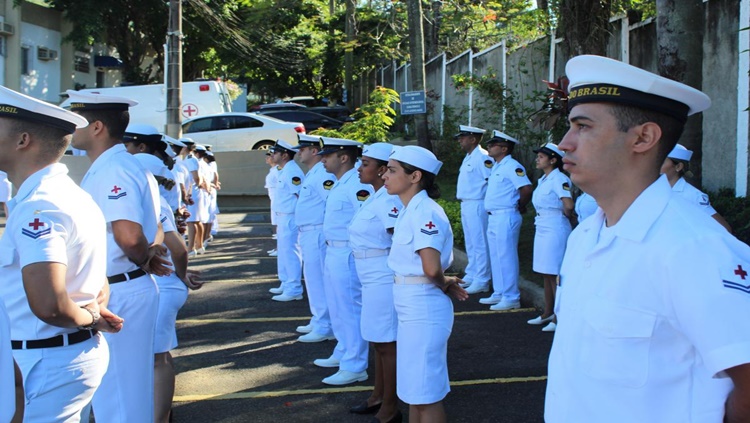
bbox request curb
[450,248,544,309]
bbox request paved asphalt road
[173,213,552,423]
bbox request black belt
[10,329,97,350]
[107,269,148,283]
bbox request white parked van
[61,81,232,131]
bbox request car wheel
[253,140,276,151]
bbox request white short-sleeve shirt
[0,163,107,340]
[545,176,750,423]
[388,190,453,276]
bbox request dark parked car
[257,108,344,132]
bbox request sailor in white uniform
[528,142,574,332]
[384,146,469,423]
[314,137,373,385]
[544,56,750,423]
[479,130,532,310]
[0,87,122,422]
[454,125,495,294]
[68,90,172,422]
[271,140,305,302]
[294,134,336,342]
[661,144,732,233]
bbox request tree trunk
[656,0,704,183]
[407,0,432,151]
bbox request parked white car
[182,113,305,152]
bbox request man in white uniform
[68,91,171,423]
[455,125,495,294]
[479,131,533,310]
[544,56,750,423]
[271,140,305,302]
[315,137,373,385]
[0,87,122,422]
[294,134,336,342]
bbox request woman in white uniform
[528,142,574,332]
[383,146,469,423]
[349,143,403,422]
[661,144,732,233]
[125,131,202,423]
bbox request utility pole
[167,0,182,138]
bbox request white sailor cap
[453,125,487,138]
[667,144,693,162]
[63,90,138,112]
[292,134,323,150]
[273,140,297,156]
[318,137,362,156]
[362,142,393,162]
[487,129,520,144]
[534,142,565,158]
[122,123,167,148]
[0,86,89,134]
[565,55,711,122]
[390,145,443,175]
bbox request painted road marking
[174,376,547,402]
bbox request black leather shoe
[349,401,382,414]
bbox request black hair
[396,160,440,200]
[79,110,130,140]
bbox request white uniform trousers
[461,200,491,286]
[487,209,522,302]
[92,275,159,423]
[14,334,109,423]
[276,213,302,297]
[325,245,368,373]
[299,225,333,336]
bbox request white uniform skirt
[154,273,188,354]
[354,255,398,342]
[393,284,453,405]
[533,213,571,275]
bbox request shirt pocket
[579,300,656,388]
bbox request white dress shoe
[268,286,284,295]
[542,322,557,332]
[479,297,502,305]
[323,370,367,386]
[297,332,336,343]
[526,314,555,325]
[313,356,340,367]
[490,300,521,311]
[466,284,490,294]
[271,294,302,302]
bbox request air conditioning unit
[36,47,57,61]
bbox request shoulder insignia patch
[722,264,750,294]
[420,220,438,235]
[357,189,370,201]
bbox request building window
[21,46,31,75]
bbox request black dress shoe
[349,401,382,414]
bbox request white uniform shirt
[672,178,716,216]
[81,144,159,276]
[0,163,107,340]
[294,162,336,226]
[349,187,404,251]
[531,169,571,213]
[323,169,373,241]
[484,156,531,212]
[388,190,453,276]
[545,176,750,423]
[456,146,495,200]
[273,160,305,214]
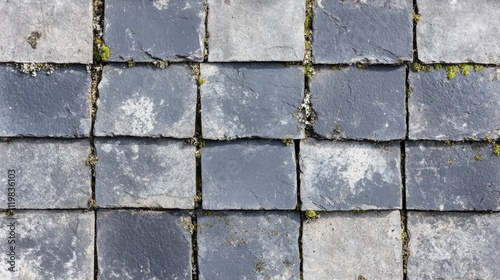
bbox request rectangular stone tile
[103,0,205,61]
[198,212,300,280]
[0,0,93,64]
[95,138,196,209]
[0,211,94,280]
[313,0,413,64]
[417,0,500,64]
[97,210,192,279]
[0,139,92,209]
[408,68,500,140]
[310,66,406,141]
[201,140,297,209]
[201,63,304,139]
[95,65,196,138]
[208,0,305,61]
[300,138,402,210]
[0,65,90,137]
[406,142,500,211]
[302,211,402,280]
[408,212,500,279]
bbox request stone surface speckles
[201,64,304,139]
[95,65,196,138]
[208,0,305,61]
[198,212,300,280]
[0,139,92,209]
[104,0,205,61]
[300,138,402,210]
[313,0,413,64]
[406,142,500,211]
[408,212,500,279]
[97,210,191,279]
[95,138,196,209]
[408,68,500,140]
[310,66,406,141]
[302,211,402,280]
[201,140,297,209]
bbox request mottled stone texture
[417,0,500,63]
[408,68,500,140]
[104,0,205,61]
[310,66,406,141]
[0,211,94,280]
[408,212,500,279]
[208,0,305,61]
[300,138,402,210]
[95,65,196,138]
[313,0,413,63]
[406,142,500,211]
[95,139,196,209]
[0,0,93,63]
[201,64,304,139]
[0,65,90,137]
[201,140,297,209]
[302,211,402,280]
[0,139,92,209]
[97,210,192,279]
[198,212,300,280]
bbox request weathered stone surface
[104,0,205,61]
[0,0,93,63]
[406,142,500,211]
[408,212,500,279]
[0,211,94,280]
[97,210,191,279]
[417,0,500,63]
[95,138,196,209]
[313,0,413,63]
[408,68,500,140]
[201,64,304,139]
[201,140,297,209]
[0,139,92,209]
[0,65,90,137]
[310,66,406,141]
[302,211,402,280]
[208,0,305,61]
[198,212,300,280]
[95,65,196,138]
[300,138,402,210]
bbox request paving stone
[0,211,94,280]
[300,138,402,210]
[208,0,305,61]
[417,0,500,64]
[0,0,93,64]
[302,211,402,280]
[97,210,192,279]
[313,0,413,64]
[408,212,500,279]
[104,0,205,61]
[408,68,500,140]
[0,65,90,137]
[0,139,92,209]
[95,65,196,138]
[201,64,304,139]
[406,142,500,211]
[310,66,406,141]
[201,140,297,209]
[95,138,196,209]
[198,211,300,280]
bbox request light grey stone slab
[0,139,92,209]
[300,138,402,210]
[208,0,305,61]
[95,138,196,209]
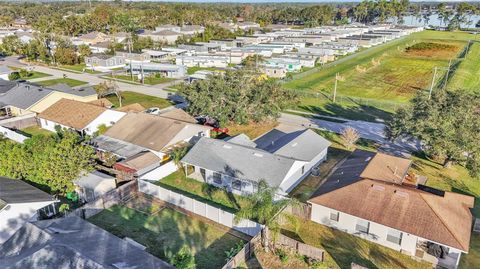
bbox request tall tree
[179,70,297,125]
[386,90,480,175]
[234,180,298,251]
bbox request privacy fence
[138,180,262,236]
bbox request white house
[38,99,127,135]
[308,150,474,268]
[73,171,117,203]
[92,109,211,179]
[0,177,58,245]
[182,129,330,195]
[0,65,13,80]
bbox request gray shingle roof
[182,137,295,186]
[0,177,54,204]
[0,217,174,269]
[259,129,332,161]
[0,83,52,109]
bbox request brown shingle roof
[104,113,195,151]
[117,103,145,112]
[309,179,473,251]
[360,153,412,184]
[38,99,107,130]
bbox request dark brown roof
[309,179,474,251]
[38,99,107,130]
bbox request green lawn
[448,42,480,91]
[20,125,53,137]
[107,75,175,85]
[413,152,480,269]
[155,170,248,213]
[107,91,173,108]
[187,66,219,75]
[282,216,432,269]
[9,66,51,80]
[58,64,101,74]
[35,78,88,87]
[88,206,245,269]
[284,31,472,120]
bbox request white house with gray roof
[182,129,330,195]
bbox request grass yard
[155,170,248,213]
[35,78,88,87]
[8,66,51,80]
[227,121,278,140]
[107,75,175,85]
[20,125,53,137]
[284,31,472,120]
[187,66,219,75]
[282,216,432,269]
[107,91,173,108]
[58,64,101,74]
[88,203,245,269]
[413,152,480,268]
[448,42,480,91]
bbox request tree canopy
[179,70,297,125]
[386,90,480,176]
[0,131,94,194]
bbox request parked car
[144,107,160,115]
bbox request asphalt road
[2,56,176,98]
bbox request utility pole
[333,73,339,103]
[428,66,437,100]
[443,60,452,89]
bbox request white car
[144,107,160,115]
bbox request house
[308,150,474,268]
[115,51,150,63]
[182,129,330,195]
[0,177,58,243]
[261,65,287,78]
[0,82,98,116]
[175,55,230,68]
[38,99,126,135]
[73,171,117,203]
[125,63,187,78]
[92,109,210,180]
[78,31,110,45]
[0,65,13,80]
[142,30,182,44]
[0,216,175,269]
[180,25,205,36]
[85,54,125,72]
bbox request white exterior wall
[311,203,419,255]
[0,201,54,244]
[84,109,127,135]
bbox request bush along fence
[67,180,138,219]
[138,180,262,236]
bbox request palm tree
[234,180,299,252]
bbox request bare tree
[340,127,360,150]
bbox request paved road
[279,113,420,157]
[4,56,175,98]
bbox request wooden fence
[68,180,138,219]
[222,230,261,269]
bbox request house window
[387,229,403,245]
[330,211,340,222]
[232,179,242,191]
[213,172,222,185]
[355,219,370,234]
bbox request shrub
[8,72,20,81]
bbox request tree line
[0,130,95,195]
[0,0,480,36]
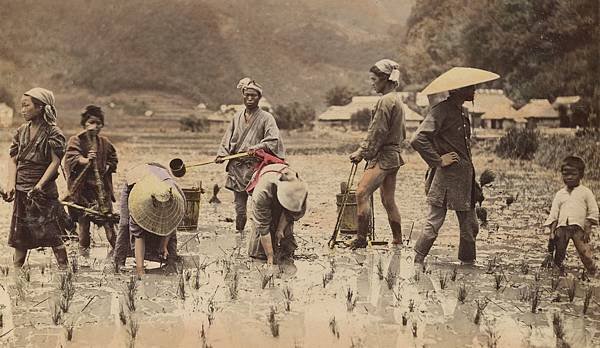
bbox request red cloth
[246,149,287,193]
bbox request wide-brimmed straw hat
[276,170,308,213]
[128,176,185,236]
[421,67,500,95]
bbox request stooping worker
[248,163,308,265]
[411,68,500,265]
[114,163,185,277]
[5,87,68,269]
[215,78,285,233]
[350,59,406,249]
[65,105,118,266]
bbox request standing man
[215,77,285,233]
[350,59,406,249]
[411,68,500,265]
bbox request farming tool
[59,201,120,224]
[169,152,251,178]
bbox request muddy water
[0,138,600,347]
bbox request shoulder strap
[231,111,259,155]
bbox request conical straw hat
[421,67,500,95]
[128,176,185,236]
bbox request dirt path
[0,144,600,347]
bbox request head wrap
[24,87,56,126]
[375,59,400,83]
[237,77,262,96]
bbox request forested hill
[398,0,600,107]
[0,0,414,107]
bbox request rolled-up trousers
[415,205,479,261]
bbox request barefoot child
[65,105,118,265]
[544,156,598,275]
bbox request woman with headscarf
[350,59,406,249]
[5,87,68,268]
[65,105,118,266]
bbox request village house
[517,99,560,128]
[317,92,423,130]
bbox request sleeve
[249,114,281,156]
[106,141,119,173]
[48,127,66,158]
[585,191,599,225]
[252,186,272,236]
[217,115,236,157]
[410,104,445,168]
[360,99,393,160]
[544,191,560,226]
[64,135,83,175]
[8,127,23,158]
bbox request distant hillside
[0,0,414,111]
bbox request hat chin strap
[150,188,173,208]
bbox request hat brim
[421,67,500,95]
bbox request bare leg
[379,170,402,244]
[351,165,387,249]
[13,248,27,269]
[135,238,146,277]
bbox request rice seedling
[438,270,450,290]
[530,284,541,313]
[200,323,212,348]
[58,293,71,313]
[228,271,239,300]
[21,266,31,283]
[192,269,200,290]
[126,315,140,346]
[124,276,138,312]
[177,275,185,301]
[485,255,497,274]
[71,256,79,273]
[260,272,274,289]
[485,319,500,348]
[583,287,594,314]
[323,270,334,289]
[411,321,418,337]
[63,322,74,342]
[519,286,531,302]
[520,260,529,274]
[329,316,340,339]
[346,288,358,312]
[494,273,504,291]
[385,269,397,290]
[267,306,279,337]
[206,298,216,327]
[50,301,62,325]
[456,283,468,303]
[550,274,560,291]
[377,258,385,280]
[283,286,294,312]
[552,313,565,346]
[450,266,458,282]
[567,279,577,302]
[473,298,489,325]
[119,302,127,325]
[15,278,25,301]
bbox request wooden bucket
[177,187,202,231]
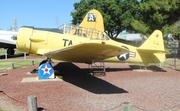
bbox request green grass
[0,59,43,69]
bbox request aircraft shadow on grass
[54,62,128,94]
[0,53,28,59]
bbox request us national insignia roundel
[38,63,54,79]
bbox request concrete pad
[21,77,63,83]
[133,69,153,72]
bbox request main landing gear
[39,57,53,66]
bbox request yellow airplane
[16,9,166,70]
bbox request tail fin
[138,30,165,52]
[137,30,168,65]
[79,9,104,32]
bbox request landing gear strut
[39,57,53,66]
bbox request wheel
[39,59,47,66]
[7,48,15,55]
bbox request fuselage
[16,27,165,65]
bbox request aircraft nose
[16,27,33,52]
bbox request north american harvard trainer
[16,9,167,72]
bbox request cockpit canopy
[59,24,109,40]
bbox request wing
[38,40,129,64]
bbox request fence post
[5,53,8,60]
[28,96,37,111]
[121,102,134,111]
[11,63,14,69]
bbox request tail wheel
[7,48,15,55]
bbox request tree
[131,0,180,35]
[71,0,139,38]
[131,0,180,56]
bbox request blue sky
[0,0,80,30]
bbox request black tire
[39,59,47,66]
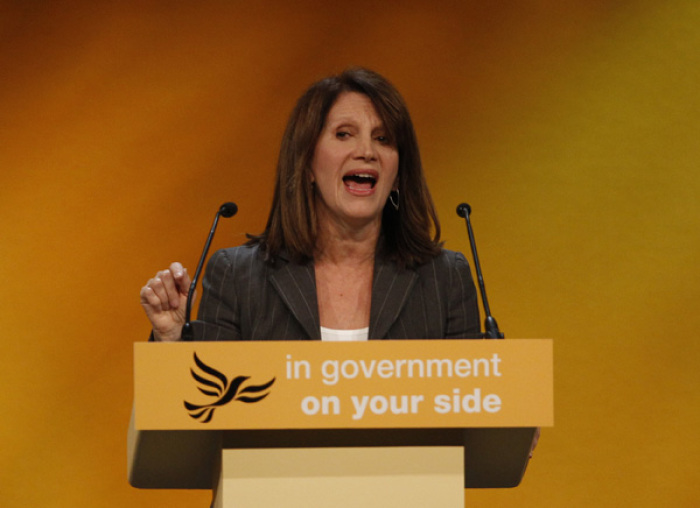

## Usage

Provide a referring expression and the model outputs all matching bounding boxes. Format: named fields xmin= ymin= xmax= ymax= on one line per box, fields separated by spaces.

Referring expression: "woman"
xmin=141 ymin=69 xmax=479 ymax=341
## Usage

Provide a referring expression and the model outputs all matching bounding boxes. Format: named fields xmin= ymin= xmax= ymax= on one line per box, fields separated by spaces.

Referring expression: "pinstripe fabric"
xmin=193 ymin=246 xmax=479 ymax=340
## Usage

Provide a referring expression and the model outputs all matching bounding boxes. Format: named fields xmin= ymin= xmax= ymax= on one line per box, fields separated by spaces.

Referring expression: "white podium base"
xmin=214 ymin=446 xmax=464 ymax=508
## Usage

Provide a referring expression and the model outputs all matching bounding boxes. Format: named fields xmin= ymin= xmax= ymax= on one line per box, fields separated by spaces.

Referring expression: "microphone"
xmin=181 ymin=201 xmax=238 ymax=341
xmin=457 ymin=203 xmax=505 ymax=339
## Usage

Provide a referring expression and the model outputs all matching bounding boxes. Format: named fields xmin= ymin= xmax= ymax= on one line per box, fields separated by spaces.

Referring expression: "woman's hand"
xmin=141 ymin=263 xmax=190 ymax=341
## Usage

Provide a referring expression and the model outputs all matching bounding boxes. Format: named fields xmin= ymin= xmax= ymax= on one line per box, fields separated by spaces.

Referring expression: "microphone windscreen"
xmin=219 ymin=201 xmax=238 ymax=219
xmin=457 ymin=203 xmax=472 ymax=219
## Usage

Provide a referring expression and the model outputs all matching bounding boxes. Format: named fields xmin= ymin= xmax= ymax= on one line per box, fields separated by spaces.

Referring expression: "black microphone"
xmin=457 ymin=203 xmax=505 ymax=339
xmin=181 ymin=201 xmax=238 ymax=341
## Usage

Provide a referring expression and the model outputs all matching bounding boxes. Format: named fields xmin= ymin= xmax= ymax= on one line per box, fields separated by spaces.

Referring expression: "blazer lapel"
xmin=270 ymin=257 xmax=321 ymax=340
xmin=369 ymin=257 xmax=418 ymax=339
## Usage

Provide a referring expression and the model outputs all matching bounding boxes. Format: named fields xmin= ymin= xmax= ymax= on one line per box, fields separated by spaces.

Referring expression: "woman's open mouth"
xmin=343 ymin=172 xmax=377 ymax=191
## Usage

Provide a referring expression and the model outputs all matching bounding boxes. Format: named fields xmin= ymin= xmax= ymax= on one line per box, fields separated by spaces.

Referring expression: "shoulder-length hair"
xmin=248 ymin=68 xmax=441 ymax=267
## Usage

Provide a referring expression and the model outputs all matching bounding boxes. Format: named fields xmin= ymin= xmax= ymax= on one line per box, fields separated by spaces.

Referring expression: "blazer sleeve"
xmin=192 ymin=249 xmax=241 ymax=340
xmin=445 ymin=252 xmax=481 ymax=339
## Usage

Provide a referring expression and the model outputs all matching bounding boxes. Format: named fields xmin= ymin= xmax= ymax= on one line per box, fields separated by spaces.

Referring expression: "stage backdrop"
xmin=0 ymin=0 xmax=700 ymax=508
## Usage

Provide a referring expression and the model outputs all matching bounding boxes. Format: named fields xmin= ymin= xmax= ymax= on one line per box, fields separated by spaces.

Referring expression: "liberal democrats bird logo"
xmin=184 ymin=353 xmax=276 ymax=423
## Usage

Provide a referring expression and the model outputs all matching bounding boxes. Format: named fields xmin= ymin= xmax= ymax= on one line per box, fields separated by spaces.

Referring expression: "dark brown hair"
xmin=248 ymin=68 xmax=441 ymax=267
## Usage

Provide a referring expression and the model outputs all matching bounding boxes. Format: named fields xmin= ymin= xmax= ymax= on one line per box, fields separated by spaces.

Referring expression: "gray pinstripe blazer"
xmin=193 ymin=246 xmax=480 ymax=340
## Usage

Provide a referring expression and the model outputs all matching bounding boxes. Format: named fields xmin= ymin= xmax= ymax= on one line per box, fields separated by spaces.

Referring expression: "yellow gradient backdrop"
xmin=0 ymin=0 xmax=700 ymax=508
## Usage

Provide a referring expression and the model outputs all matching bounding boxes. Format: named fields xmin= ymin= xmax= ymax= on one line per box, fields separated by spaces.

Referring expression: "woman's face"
xmin=311 ymin=92 xmax=399 ymax=232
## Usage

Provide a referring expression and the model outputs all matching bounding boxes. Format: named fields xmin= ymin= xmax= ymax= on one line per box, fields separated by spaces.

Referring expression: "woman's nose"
xmin=356 ymin=136 xmax=377 ymax=161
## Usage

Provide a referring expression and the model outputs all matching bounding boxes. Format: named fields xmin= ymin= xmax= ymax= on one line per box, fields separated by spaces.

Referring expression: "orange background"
xmin=0 ymin=0 xmax=700 ymax=508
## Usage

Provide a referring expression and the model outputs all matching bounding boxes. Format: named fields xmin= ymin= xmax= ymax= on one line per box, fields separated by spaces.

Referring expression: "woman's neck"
xmin=314 ymin=215 xmax=381 ymax=265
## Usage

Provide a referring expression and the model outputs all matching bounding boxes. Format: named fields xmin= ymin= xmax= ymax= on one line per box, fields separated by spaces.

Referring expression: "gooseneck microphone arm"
xmin=181 ymin=201 xmax=238 ymax=341
xmin=457 ymin=203 xmax=505 ymax=339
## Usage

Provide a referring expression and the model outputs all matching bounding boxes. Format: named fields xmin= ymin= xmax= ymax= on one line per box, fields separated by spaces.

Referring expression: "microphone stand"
xmin=457 ymin=203 xmax=505 ymax=339
xmin=181 ymin=202 xmax=238 ymax=341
========================================
§ REQUISITOS DO PROBLEMA: Copie sem alterações as linhas dos dados, da que contém "bbox request aircraft nose" até a que contém "xmin=141 ymin=69 xmax=479 ymax=341", incluindo as duas. Omita as imagens na resposta.

§ RESPOSTA AO EXERCÍCIO:
bbox request aircraft nose
[16,27,33,52]
bbox request north american harvard trainer
[16,9,167,72]
bbox request cockpit canopy
[59,24,109,40]
bbox request wing
[38,40,129,64]
bbox request fence post
[5,53,8,60]
[28,96,37,111]
[121,102,134,111]
[11,63,14,69]
bbox request tail wheel
[7,48,15,55]
bbox request tree
[131,0,180,35]
[71,0,139,38]
[131,0,180,56]
bbox request blue sky
[0,0,80,30]
bbox request black tire
[39,59,47,66]

## Usage

Provide a referring expression and the model outputs all matching bounding boxes. Format: named fields xmin= ymin= xmax= ymax= on one line per box, fields separated by spaces.

Referring expression: "woman"
xmin=141 ymin=69 xmax=479 ymax=341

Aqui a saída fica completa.